TO DO
Which lines of the listing below contain the string "positive" with matching case? Copy out each of those lines.

--- SOURCE MATERIAL ---

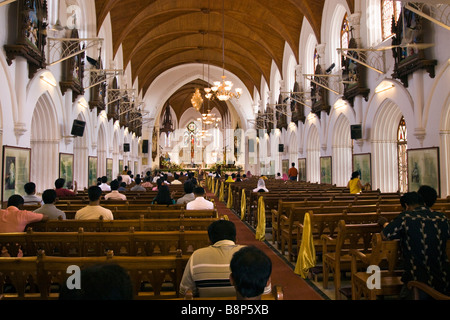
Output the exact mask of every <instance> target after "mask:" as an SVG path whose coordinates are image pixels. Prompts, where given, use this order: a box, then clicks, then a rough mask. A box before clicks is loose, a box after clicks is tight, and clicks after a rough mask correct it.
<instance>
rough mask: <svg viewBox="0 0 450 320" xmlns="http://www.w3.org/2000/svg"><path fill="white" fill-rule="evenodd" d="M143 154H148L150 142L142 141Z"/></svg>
mask: <svg viewBox="0 0 450 320" xmlns="http://www.w3.org/2000/svg"><path fill="white" fill-rule="evenodd" d="M142 153H148V140H142Z"/></svg>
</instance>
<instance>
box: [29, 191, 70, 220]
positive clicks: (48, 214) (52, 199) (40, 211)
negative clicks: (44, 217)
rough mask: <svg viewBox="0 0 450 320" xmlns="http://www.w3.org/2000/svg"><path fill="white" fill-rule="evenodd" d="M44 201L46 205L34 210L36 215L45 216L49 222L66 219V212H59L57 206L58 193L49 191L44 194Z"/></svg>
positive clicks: (43, 197)
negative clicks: (54, 220) (56, 219)
mask: <svg viewBox="0 0 450 320" xmlns="http://www.w3.org/2000/svg"><path fill="white" fill-rule="evenodd" d="M42 200H43V201H44V204H43V205H42V206H41V207H40V208H38V209H36V210H34V212H36V213H42V214H45V215H46V216H47V217H48V219H49V220H56V219H59V217H61V219H62V220H65V219H66V213H65V212H64V211H61V210H59V209H58V208H57V207H56V206H55V203H56V191H55V190H53V189H47V190H45V191H44V193H43V194H42Z"/></svg>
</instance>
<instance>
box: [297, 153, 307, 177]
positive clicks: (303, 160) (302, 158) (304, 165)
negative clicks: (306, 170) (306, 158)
mask: <svg viewBox="0 0 450 320" xmlns="http://www.w3.org/2000/svg"><path fill="white" fill-rule="evenodd" d="M298 181H306V158H301V159H298Z"/></svg>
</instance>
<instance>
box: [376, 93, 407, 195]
mask: <svg viewBox="0 0 450 320" xmlns="http://www.w3.org/2000/svg"><path fill="white" fill-rule="evenodd" d="M402 116H403V114H402V112H401V110H400V108H399V107H398V105H397V104H396V103H395V102H394V101H392V100H390V99H386V100H384V102H383V103H382V104H381V105H380V107H379V109H378V111H377V113H376V115H375V119H374V122H373V130H372V138H371V142H372V151H373V168H374V170H373V185H372V188H373V189H377V188H379V189H380V190H381V191H382V192H397V190H398V188H399V185H398V154H397V131H398V124H399V123H400V120H401V118H402Z"/></svg>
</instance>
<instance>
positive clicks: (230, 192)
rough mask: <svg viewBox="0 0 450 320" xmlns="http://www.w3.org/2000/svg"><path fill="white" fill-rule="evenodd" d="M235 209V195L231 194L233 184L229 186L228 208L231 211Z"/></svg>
mask: <svg viewBox="0 0 450 320" xmlns="http://www.w3.org/2000/svg"><path fill="white" fill-rule="evenodd" d="M231 207H233V195H232V194H231V184H228V202H227V208H228V209H231Z"/></svg>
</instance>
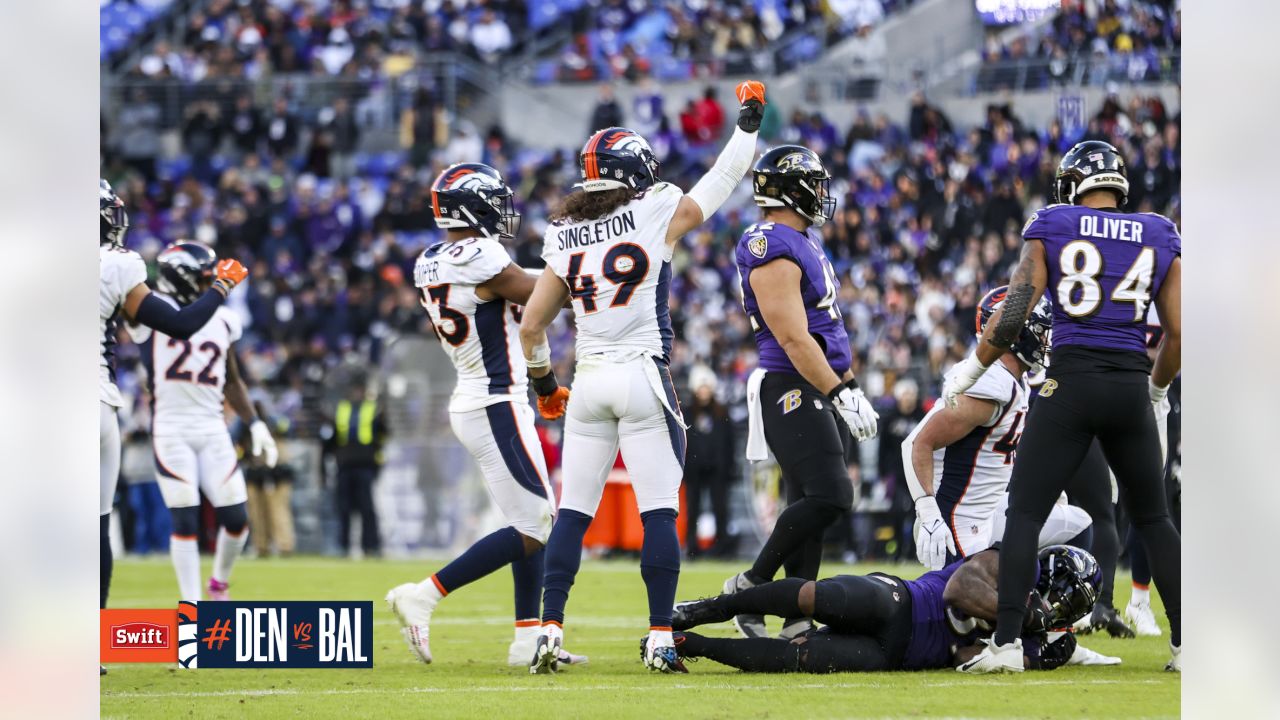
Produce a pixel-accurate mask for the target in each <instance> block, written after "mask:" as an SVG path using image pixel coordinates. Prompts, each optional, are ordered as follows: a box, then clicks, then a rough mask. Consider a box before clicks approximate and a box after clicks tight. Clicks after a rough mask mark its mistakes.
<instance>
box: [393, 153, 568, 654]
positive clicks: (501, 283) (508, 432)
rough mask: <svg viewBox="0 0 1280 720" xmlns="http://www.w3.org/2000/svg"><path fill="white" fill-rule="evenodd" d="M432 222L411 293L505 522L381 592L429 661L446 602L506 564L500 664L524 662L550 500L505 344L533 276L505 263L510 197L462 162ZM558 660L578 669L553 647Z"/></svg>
mask: <svg viewBox="0 0 1280 720" xmlns="http://www.w3.org/2000/svg"><path fill="white" fill-rule="evenodd" d="M431 211H433V214H434V215H435V224H436V225H438V227H440V228H444V229H445V231H447V234H445V237H444V240H443V241H440V242H436V243H435V245H431V246H430V247H428V249H426V250H424V251H422V255H420V256H419V259H417V264H416V265H415V268H413V284H415V286H417V288H419V292H420V293H421V297H420V302H421V304H422V306H424V307H425V309H426V313H428V315H429V316H430V319H431V327H433V328H434V329H435V334H436V337H438V338H439V340H440V346H442V347H443V348H444V351H445V354H447V355H448V356H449V359H451V360H452V361H453V366H454V369H456V370H457V374H458V383H457V386H456V387H454V389H453V397H452V398H451V401H449V423H451V425H452V427H453V434H454V436H457V438H458V441H461V442H462V445H463V446H466V448H467V451H470V452H471V456H472V457H475V460H476V464H479V465H480V470H481V473H483V474H484V479H485V488H486V489H488V491H489V497H490V498H493V502H494V503H495V505H497V506H498V509H499V510H502V514H503V518H506V520H507V523H508V525H507V527H504V528H502V529H500V530H497V532H494V533H490V534H488V536H485V537H483V538H480V539H479V541H476V543H475V544H472V546H471V547H470V548H467V551H466V552H463V553H462V555H460V556H458V557H457V559H454V560H453V561H452V562H449V564H448V565H445V566H444V568H442V569H440V570H439V571H436V573H434V574H433V575H431V577H429V578H428V579H426V580H422V582H421V583H406V584H402V585H399V587H396V588H394V589H392V591H390V592H389V593H387V602H388V603H389V605H390V609H392V611H393V612H396V616H397V618H398V619H399V621H401V625H402V633H403V635H404V641H406V642H407V643H408V647H410V650H411V651H412V652H413V656H415V657H417V659H419V660H420V661H422V662H430V661H431V647H430V642H429V633H430V620H431V614H433V612H434V611H435V606H436V605H438V603H439V602H440V600H443V598H444V597H445V596H448V594H451V593H453V592H456V591H457V589H460V588H462V587H463V585H466V584H468V583H472V582H475V580H479V579H480V578H484V577H485V575H488V574H490V573H494V571H495V570H498V569H499V568H503V566H507V565H509V566H511V573H512V575H513V578H515V585H516V630H515V633H516V637H515V639H512V642H511V646H509V647H508V651H507V662H508V664H511V665H527V664H529V661H530V659H531V657H532V656H534V643H535V642H536V639H538V628H539V612H538V610H539V603H540V601H541V597H540V596H541V589H543V556H544V552H543V546H544V544H545V543H547V537H548V534H550V529H552V516H553V515H554V512H556V506H554V502H556V496H554V495H553V493H552V491H550V486H549V484H548V478H547V461H545V460H544V459H543V448H541V445H540V443H539V442H538V434H536V429H535V428H534V411H532V409H531V407H530V406H529V383H527V380H526V368H525V357H524V355H522V354H521V352H520V350H518V347H517V345H516V342H515V340H516V333H517V332H518V324H520V314H521V306H524V305H525V304H526V302H527V301H529V295H530V292H532V290H534V282H535V277H534V275H531V274H529V273H526V272H525V270H522V269H521V268H520V266H518V265H516V264H515V263H512V261H511V256H509V255H507V250H506V249H504V247H503V246H502V242H500V240H502V238H512V237H515V236H516V232H517V229H518V227H520V215H518V214H517V213H516V206H515V200H513V193H512V191H511V188H509V187H507V183H506V182H503V179H502V176H500V174H499V173H498V170H495V169H494V168H490V167H489V165H484V164H480V163H462V164H457V165H452V167H449V168H447V169H445V170H444V172H442V173H440V174H439V176H438V177H436V178H435V182H434V183H431ZM558 660H559V661H561V662H567V664H580V662H586V659H585V657H581V656H575V655H570V653H568V652H567V651H563V650H561V653H559V659H558Z"/></svg>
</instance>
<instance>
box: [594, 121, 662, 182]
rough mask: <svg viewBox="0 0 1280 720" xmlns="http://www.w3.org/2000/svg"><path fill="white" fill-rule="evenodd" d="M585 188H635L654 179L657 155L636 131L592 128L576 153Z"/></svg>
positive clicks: (652, 149)
mask: <svg viewBox="0 0 1280 720" xmlns="http://www.w3.org/2000/svg"><path fill="white" fill-rule="evenodd" d="M577 165H579V170H581V173H582V183H581V187H582V190H584V191H586V192H603V191H605V190H620V188H630V190H634V191H636V192H639V191H641V190H645V188H648V187H652V186H653V184H654V183H657V182H658V156H657V155H654V154H653V149H652V147H649V142H648V141H645V138H643V137H640V133H637V132H635V131H630V129H627V128H604V129H599V131H595V135H593V136H591V137H589V138H588V141H586V145H584V146H582V152H581V154H580V155H579V156H577Z"/></svg>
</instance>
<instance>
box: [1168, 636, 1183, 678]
mask: <svg viewBox="0 0 1280 720" xmlns="http://www.w3.org/2000/svg"><path fill="white" fill-rule="evenodd" d="M1169 650H1170V651H1172V653H1174V656H1172V657H1171V659H1170V660H1169V662H1167V664H1166V665H1165V670H1166V671H1169V673H1181V671H1183V646H1180V644H1174V643H1169Z"/></svg>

---

SOLUTION TO THE EXERCISE
positive clicks: (48, 214) (52, 199) (40, 211)
positive clicks: (43, 197)
positive clicks: (303, 160) (302, 158) (304, 165)
positive clicks: (230, 192)
positive clicks: (501, 283) (508, 432)
positive clicks: (652, 149)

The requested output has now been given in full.